## To do
Write out exactly the lines running from the line that includes "The response SHOULD carry one point per instance of the candle" to the end of the data, both ends included, and nothing besides.

= = = = =

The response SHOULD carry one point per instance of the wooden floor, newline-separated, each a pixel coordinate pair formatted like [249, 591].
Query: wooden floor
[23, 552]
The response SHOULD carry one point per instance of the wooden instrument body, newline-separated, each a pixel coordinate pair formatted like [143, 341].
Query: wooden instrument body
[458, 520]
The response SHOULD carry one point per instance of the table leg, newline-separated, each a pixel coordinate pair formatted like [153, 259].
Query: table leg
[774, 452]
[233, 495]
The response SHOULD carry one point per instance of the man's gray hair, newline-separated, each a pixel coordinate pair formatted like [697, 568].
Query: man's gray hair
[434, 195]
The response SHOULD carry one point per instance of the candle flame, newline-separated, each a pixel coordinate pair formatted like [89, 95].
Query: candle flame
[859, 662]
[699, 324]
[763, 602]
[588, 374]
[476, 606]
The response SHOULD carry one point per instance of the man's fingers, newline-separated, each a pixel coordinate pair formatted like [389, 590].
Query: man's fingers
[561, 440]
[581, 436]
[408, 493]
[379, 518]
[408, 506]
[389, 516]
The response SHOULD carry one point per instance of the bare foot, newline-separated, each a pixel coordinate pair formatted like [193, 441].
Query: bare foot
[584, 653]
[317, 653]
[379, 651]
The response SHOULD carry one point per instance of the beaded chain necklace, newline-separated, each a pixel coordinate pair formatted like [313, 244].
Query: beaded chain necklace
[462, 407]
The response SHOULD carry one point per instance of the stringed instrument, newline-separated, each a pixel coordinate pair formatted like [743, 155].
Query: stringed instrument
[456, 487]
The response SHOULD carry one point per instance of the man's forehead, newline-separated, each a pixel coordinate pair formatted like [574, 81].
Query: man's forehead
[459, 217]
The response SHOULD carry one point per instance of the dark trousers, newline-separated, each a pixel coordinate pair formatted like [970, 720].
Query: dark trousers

= = = = =

## Answer to the problem
The response SHOULD carry one point per instance of the candle flame, newline-separated, each a pixel coordinate pair formatted like [89, 95].
Query: candle flame
[859, 662]
[699, 324]
[763, 602]
[588, 374]
[476, 606]
The response SHOULD carry one point per instance of the man's fingers, newline-separated, each a pixel coordinate pair formatted like [389, 590].
Query: man's fingers
[561, 440]
[581, 436]
[408, 493]
[379, 518]
[408, 506]
[389, 516]
The response SHOULD carry one point per instance of the bare foot, newline-separated, each a pixel coordinate pair formatted like [193, 441].
Query: bare foot
[584, 653]
[317, 653]
[379, 651]
The response SHOULD carry one point per instance of the beaded chain necklace, newline-separated, each a pixel coordinate pair formatted like [313, 244].
Query: beaded chain necklace
[462, 407]
The response SHOULD carry one point per instance of the stringed instrument, newline-separated, each a pixel coordinate pair formatted like [743, 155].
Query: stringed instrument
[456, 487]
The response SHOULD carry one point per instance of the man's forehead, newline-separated, each a pixel coordinate pair formatted like [574, 81].
Query: man's forehead
[459, 217]
The response SHOULD carry one point per instance of the dark trousers, newline-separated, each a pixel coordinate pair formatted like [970, 720].
Query: dark trousers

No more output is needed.